Quando o cientista faz política

Gosto de ler o Fernando Reinach. Suas colunas sempre trazem descobertas interessantes em vários campos da ciência e, durante a pandemia, era uma referência serena e objetiva para entender a dinâmica da doença.

No entanto, a coluna de hoje está inexplicavelmente enviesada. Comecei a ler com interesse, pois chamou-me a atenção a chamada, que afirmava que um estudo indicava que mais de 50 mil mortes poderiam ser colocadas nas costas do governo Bolsonaro. “Como será que chegaram nesse numero?”, pensei.

Reinach começa anunciando que um estudo estimou de maneira mais fidedigna o número de óbitos por Covid. Até aí, tudo bem, sabemos que os números publicados pelos diversos órgãos de saúde ao redor do mundo são inexatos, e é sempre bom tentar chegar a uma estimativa mais próxima da realidade.

O problema é que você vai lendo, e a única informação é que, no Brasil, houve 332 óbitos/100 mil, contra a média mundial de 194 e, na Nova Zelândia, apenas 0,8. Só isso. Daí, o colunista conclui que, pelo menos, 50 mil óbitos se devem ao governo Bolsonaro, sem esclarecer de onde vem esse número.

Para tentar uma explicação, a primeira coisa que fiz foi estimar o número de óbitos no Brasil se o nosso número de óbitos per capita fosse igual à média global. Se tivéssemos 194 óbitos/100 mil ao invés de 332, teríamos tido 300 mil óbitos a menos. Ou seja, essa conta não explica os 50 mil óbitos de Reinach. Continuava o mistério da origem desse número.

Fui atrás do estudo, para ver se lá encontrava alguma explicação. Saí frustrado. O estudo é meramente descritivo, não entrando no mérito das causas das diferenças entre óbitos dos diferentes países e regiões. Portanto, concluí que Reinach tirou este número cientificamente da sua própria cabeça.

§

_O que fazer_.
Copie sem alterações a passagem do texto sobre a coluna de Fernando Reinach, começando em "Reinach começa anunciando" e terminando em "vem esse número.".

_Dados armazenados_.
§

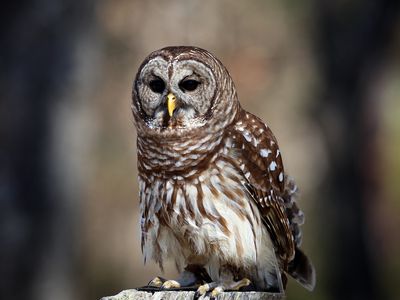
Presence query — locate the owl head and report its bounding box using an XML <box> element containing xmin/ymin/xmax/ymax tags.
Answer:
<box><xmin>132</xmin><ymin>46</ymin><xmax>239</xmax><ymax>135</ymax></box>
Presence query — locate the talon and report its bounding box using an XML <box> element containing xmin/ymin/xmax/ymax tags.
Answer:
<box><xmin>147</xmin><ymin>277</ymin><xmax>165</xmax><ymax>287</ymax></box>
<box><xmin>232</xmin><ymin>278</ymin><xmax>251</xmax><ymax>290</ymax></box>
<box><xmin>196</xmin><ymin>283</ymin><xmax>210</xmax><ymax>297</ymax></box>
<box><xmin>211</xmin><ymin>286</ymin><xmax>224</xmax><ymax>298</ymax></box>
<box><xmin>161</xmin><ymin>280</ymin><xmax>181</xmax><ymax>289</ymax></box>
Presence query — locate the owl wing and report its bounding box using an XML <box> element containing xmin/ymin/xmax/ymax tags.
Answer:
<box><xmin>231</xmin><ymin>110</ymin><xmax>315</xmax><ymax>289</ymax></box>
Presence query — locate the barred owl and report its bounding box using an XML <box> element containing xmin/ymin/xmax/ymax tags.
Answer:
<box><xmin>132</xmin><ymin>46</ymin><xmax>315</xmax><ymax>295</ymax></box>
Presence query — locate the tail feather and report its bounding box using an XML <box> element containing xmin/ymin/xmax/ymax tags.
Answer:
<box><xmin>288</xmin><ymin>247</ymin><xmax>316</xmax><ymax>291</ymax></box>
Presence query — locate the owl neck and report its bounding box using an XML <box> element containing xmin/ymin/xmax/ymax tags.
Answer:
<box><xmin>137</xmin><ymin>128</ymin><xmax>224</xmax><ymax>179</ymax></box>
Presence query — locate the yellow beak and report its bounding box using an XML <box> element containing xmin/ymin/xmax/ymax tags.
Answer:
<box><xmin>167</xmin><ymin>93</ymin><xmax>176</xmax><ymax>117</ymax></box>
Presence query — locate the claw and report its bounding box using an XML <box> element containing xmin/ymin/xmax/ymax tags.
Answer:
<box><xmin>195</xmin><ymin>278</ymin><xmax>251</xmax><ymax>299</ymax></box>
<box><xmin>210</xmin><ymin>286</ymin><xmax>224</xmax><ymax>299</ymax></box>
<box><xmin>161</xmin><ymin>280</ymin><xmax>181</xmax><ymax>289</ymax></box>
<box><xmin>147</xmin><ymin>277</ymin><xmax>166</xmax><ymax>287</ymax></box>
<box><xmin>195</xmin><ymin>283</ymin><xmax>211</xmax><ymax>298</ymax></box>
<box><xmin>230</xmin><ymin>278</ymin><xmax>251</xmax><ymax>291</ymax></box>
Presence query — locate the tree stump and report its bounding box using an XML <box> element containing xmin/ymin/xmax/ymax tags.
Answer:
<box><xmin>100</xmin><ymin>289</ymin><xmax>285</xmax><ymax>300</ymax></box>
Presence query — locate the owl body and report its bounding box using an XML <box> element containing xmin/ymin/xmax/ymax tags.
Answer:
<box><xmin>132</xmin><ymin>47</ymin><xmax>315</xmax><ymax>290</ymax></box>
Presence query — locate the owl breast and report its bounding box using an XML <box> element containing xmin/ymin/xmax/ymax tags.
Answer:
<box><xmin>139</xmin><ymin>155</ymin><xmax>275</xmax><ymax>286</ymax></box>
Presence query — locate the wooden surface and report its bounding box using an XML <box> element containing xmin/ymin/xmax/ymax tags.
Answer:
<box><xmin>101</xmin><ymin>289</ymin><xmax>285</xmax><ymax>300</ymax></box>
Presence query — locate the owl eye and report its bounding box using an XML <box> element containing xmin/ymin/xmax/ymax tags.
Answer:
<box><xmin>149</xmin><ymin>78</ymin><xmax>165</xmax><ymax>94</ymax></box>
<box><xmin>179</xmin><ymin>79</ymin><xmax>200</xmax><ymax>92</ymax></box>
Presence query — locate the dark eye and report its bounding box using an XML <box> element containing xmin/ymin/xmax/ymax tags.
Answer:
<box><xmin>149</xmin><ymin>78</ymin><xmax>165</xmax><ymax>94</ymax></box>
<box><xmin>179</xmin><ymin>79</ymin><xmax>200</xmax><ymax>92</ymax></box>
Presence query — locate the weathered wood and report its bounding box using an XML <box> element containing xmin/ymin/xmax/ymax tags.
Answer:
<box><xmin>101</xmin><ymin>289</ymin><xmax>285</xmax><ymax>300</ymax></box>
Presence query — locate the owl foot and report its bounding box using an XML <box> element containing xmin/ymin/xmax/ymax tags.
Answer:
<box><xmin>147</xmin><ymin>277</ymin><xmax>181</xmax><ymax>289</ymax></box>
<box><xmin>147</xmin><ymin>276</ymin><xmax>167</xmax><ymax>287</ymax></box>
<box><xmin>195</xmin><ymin>278</ymin><xmax>251</xmax><ymax>299</ymax></box>
<box><xmin>148</xmin><ymin>265</ymin><xmax>211</xmax><ymax>289</ymax></box>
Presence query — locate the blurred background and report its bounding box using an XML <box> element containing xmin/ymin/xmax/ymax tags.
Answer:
<box><xmin>0</xmin><ymin>0</ymin><xmax>400</xmax><ymax>300</ymax></box>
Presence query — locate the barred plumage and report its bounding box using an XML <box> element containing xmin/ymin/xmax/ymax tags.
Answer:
<box><xmin>132</xmin><ymin>47</ymin><xmax>315</xmax><ymax>290</ymax></box>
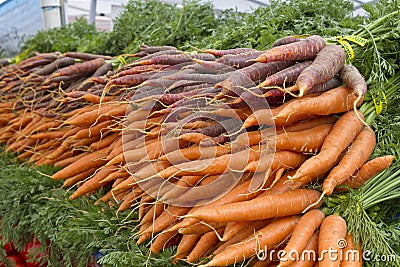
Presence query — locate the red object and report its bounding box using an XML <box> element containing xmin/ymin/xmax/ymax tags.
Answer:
<box><xmin>4</xmin><ymin>241</ymin><xmax>15</xmax><ymax>255</ymax></box>
<box><xmin>6</xmin><ymin>254</ymin><xmax>25</xmax><ymax>266</ymax></box>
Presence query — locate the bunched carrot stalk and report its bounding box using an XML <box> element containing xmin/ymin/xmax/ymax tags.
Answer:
<box><xmin>296</xmin><ymin>44</ymin><xmax>346</xmax><ymax>97</ymax></box>
<box><xmin>256</xmin><ymin>35</ymin><xmax>326</xmax><ymax>63</ymax></box>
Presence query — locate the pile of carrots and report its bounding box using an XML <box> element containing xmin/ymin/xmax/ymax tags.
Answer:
<box><xmin>0</xmin><ymin>35</ymin><xmax>393</xmax><ymax>266</ymax></box>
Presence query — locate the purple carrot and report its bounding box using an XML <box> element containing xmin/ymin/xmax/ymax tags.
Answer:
<box><xmin>339</xmin><ymin>64</ymin><xmax>368</xmax><ymax>107</ymax></box>
<box><xmin>215</xmin><ymin>61</ymin><xmax>294</xmax><ymax>98</ymax></box>
<box><xmin>271</xmin><ymin>35</ymin><xmax>301</xmax><ymax>48</ymax></box>
<box><xmin>216</xmin><ymin>51</ymin><xmax>264</xmax><ymax>69</ymax></box>
<box><xmin>255</xmin><ymin>35</ymin><xmax>326</xmax><ymax>63</ymax></box>
<box><xmin>34</xmin><ymin>57</ymin><xmax>75</xmax><ymax>75</ymax></box>
<box><xmin>134</xmin><ymin>53</ymin><xmax>215</xmax><ymax>65</ymax></box>
<box><xmin>258</xmin><ymin>60</ymin><xmax>312</xmax><ymax>87</ymax></box>
<box><xmin>64</xmin><ymin>52</ymin><xmax>112</xmax><ymax>61</ymax></box>
<box><xmin>203</xmin><ymin>47</ymin><xmax>257</xmax><ymax>57</ymax></box>
<box><xmin>295</xmin><ymin>44</ymin><xmax>346</xmax><ymax>97</ymax></box>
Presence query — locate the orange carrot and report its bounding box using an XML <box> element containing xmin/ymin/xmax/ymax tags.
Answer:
<box><xmin>51</xmin><ymin>58</ymin><xmax>105</xmax><ymax>77</ymax></box>
<box><xmin>274</xmin><ymin>86</ymin><xmax>361</xmax><ymax>126</ymax></box>
<box><xmin>256</xmin><ymin>35</ymin><xmax>326</xmax><ymax>62</ymax></box>
<box><xmin>272</xmin><ymin>124</ymin><xmax>332</xmax><ymax>153</ymax></box>
<box><xmin>222</xmin><ymin>222</ymin><xmax>249</xmax><ymax>241</ymax></box>
<box><xmin>52</xmin><ymin>148</ymin><xmax>108</xmax><ymax>180</ymax></box>
<box><xmin>54</xmin><ymin>152</ymin><xmax>89</xmax><ymax>167</ymax></box>
<box><xmin>178</xmin><ymin>222</ymin><xmax>226</xmax><ymax>235</ymax></box>
<box><xmin>29</xmin><ymin>129</ymin><xmax>69</xmax><ymax>139</ymax></box>
<box><xmin>117</xmin><ymin>190</ymin><xmax>138</xmax><ymax>211</ymax></box>
<box><xmin>186</xmin><ymin>229</ymin><xmax>222</xmax><ymax>262</ymax></box>
<box><xmin>258</xmin><ymin>60</ymin><xmax>312</xmax><ymax>87</ymax></box>
<box><xmin>340</xmin><ymin>234</ymin><xmax>363</xmax><ymax>267</ymax></box>
<box><xmin>280</xmin><ymin>210</ymin><xmax>325</xmax><ymax>267</ymax></box>
<box><xmin>275</xmin><ymin>115</ymin><xmax>338</xmax><ymax>134</ymax></box>
<box><xmin>90</xmin><ymin>133</ymin><xmax>120</xmax><ymax>150</ymax></box>
<box><xmin>246</xmin><ymin>150</ymin><xmax>308</xmax><ymax>175</ymax></box>
<box><xmin>322</xmin><ymin>127</ymin><xmax>376</xmax><ymax>195</ymax></box>
<box><xmin>341</xmin><ymin>156</ymin><xmax>394</xmax><ymax>190</ymax></box>
<box><xmin>69</xmin><ymin>166</ymin><xmax>115</xmax><ymax>199</ymax></box>
<box><xmin>159</xmin><ymin>145</ymin><xmax>230</xmax><ymax>164</ymax></box>
<box><xmin>201</xmin><ymin>216</ymin><xmax>299</xmax><ymax>267</ymax></box>
<box><xmin>288</xmin><ymin>231</ymin><xmax>318</xmax><ymax>267</ymax></box>
<box><xmin>142</xmin><ymin>205</ymin><xmax>190</xmax><ymax>237</ymax></box>
<box><xmin>188</xmin><ymin>189</ymin><xmax>322</xmax><ymax>222</ymax></box>
<box><xmin>340</xmin><ymin>64</ymin><xmax>367</xmax><ymax>112</ymax></box>
<box><xmin>172</xmin><ymin>234</ymin><xmax>201</xmax><ymax>263</ymax></box>
<box><xmin>74</xmin><ymin>120</ymin><xmax>114</xmax><ymax>139</ymax></box>
<box><xmin>318</xmin><ymin>214</ymin><xmax>347</xmax><ymax>267</ymax></box>
<box><xmin>290</xmin><ymin>110</ymin><xmax>364</xmax><ymax>181</ymax></box>
<box><xmin>150</xmin><ymin>229</ymin><xmax>177</xmax><ymax>254</ymax></box>
<box><xmin>140</xmin><ymin>202</ymin><xmax>164</xmax><ymax>227</ymax></box>
<box><xmin>296</xmin><ymin>44</ymin><xmax>346</xmax><ymax>97</ymax></box>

§

_Resposta da tarefa_.
Reinach começa anunciando que um estudo estimou de maneira mais fidedigna o número de óbitos por Covid. Até aí, tudo bem, sabemos que os números publicados pelos diversos órgãos de saúde ao redor do mundo são inexatos, e é sempre bom tentar chegar a uma estimativa mais próxima da realidade.

O problema é que você vai lendo, e a única informação é que, no Brasil, houve 332 óbitos/100 mil, contra a média mundial de 194 e, na Nova Zelândia, apenas 0,8. Só isso. Daí, o colunista conclui que, pelo menos, 50 mil óbitos se devem ao governo Bolsonaro, sem esclarecer de onde vem esse número.